TASK STATEMENT: Reproduce the items below word for word, from the first line through the line containing "<point>175,325</point>", with both of those lines included.

SUPPLIED RECORDS:
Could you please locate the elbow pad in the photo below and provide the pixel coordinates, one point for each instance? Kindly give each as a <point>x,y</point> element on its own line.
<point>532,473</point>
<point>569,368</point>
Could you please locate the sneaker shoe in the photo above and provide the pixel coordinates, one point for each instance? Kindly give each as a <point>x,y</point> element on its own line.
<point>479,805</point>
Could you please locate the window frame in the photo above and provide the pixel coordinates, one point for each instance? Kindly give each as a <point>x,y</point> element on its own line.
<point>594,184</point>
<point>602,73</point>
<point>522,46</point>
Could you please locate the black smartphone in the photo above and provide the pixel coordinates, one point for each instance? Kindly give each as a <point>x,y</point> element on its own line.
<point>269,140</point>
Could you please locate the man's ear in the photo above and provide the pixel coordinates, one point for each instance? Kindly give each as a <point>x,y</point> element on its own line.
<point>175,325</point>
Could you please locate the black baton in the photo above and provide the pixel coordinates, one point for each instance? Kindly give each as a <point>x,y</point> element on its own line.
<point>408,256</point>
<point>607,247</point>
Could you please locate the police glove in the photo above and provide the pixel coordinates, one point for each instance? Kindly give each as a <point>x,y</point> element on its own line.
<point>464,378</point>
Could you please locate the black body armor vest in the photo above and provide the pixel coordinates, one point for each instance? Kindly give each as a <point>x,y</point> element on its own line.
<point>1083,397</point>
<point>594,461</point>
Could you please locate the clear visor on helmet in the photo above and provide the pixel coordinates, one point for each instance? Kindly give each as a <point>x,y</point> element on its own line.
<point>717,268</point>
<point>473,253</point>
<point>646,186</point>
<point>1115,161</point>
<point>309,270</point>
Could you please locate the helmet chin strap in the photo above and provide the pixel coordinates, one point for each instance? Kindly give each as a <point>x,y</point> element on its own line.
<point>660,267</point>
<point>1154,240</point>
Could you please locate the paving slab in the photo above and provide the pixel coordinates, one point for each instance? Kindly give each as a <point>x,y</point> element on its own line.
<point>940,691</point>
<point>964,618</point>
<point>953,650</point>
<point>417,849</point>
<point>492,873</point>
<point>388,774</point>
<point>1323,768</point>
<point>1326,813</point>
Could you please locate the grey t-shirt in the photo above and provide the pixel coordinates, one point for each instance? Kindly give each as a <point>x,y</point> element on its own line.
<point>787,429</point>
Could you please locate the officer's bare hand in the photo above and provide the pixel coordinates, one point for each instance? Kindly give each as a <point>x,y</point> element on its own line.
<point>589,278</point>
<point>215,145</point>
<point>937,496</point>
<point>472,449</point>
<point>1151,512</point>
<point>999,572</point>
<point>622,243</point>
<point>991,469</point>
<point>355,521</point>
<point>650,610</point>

OUTPUT:
Could you please locate the elbow pad in the photo below and provide the pixel coordinates, one point for each instance? Kindly give each as a <point>x,y</point> element on its own line.
<point>532,473</point>
<point>569,368</point>
Could you please locate the sneaker shoe in the photo above and provide the pixel coordinates, one point for each instance? Kindly give each as a <point>x,y</point> element on its own line.
<point>479,805</point>
Could you please locate the window frame in the photo above and provide the pixel coordinates, one point for each instance? Kindly give each as a <point>x,y</point> element on its own line.
<point>594,184</point>
<point>602,73</point>
<point>522,46</point>
Could you please locate the black smartphone in the photo above and provide the pixel coordinates, one point for each instance? Kindly give each as a <point>x,y</point> element on its own line.
<point>269,140</point>
Could you please locate the man's ear in the photo above and provide the pixel coordinates, one point for each instance? Kindly give each as a <point>x,y</point> element on its own line.
<point>175,325</point>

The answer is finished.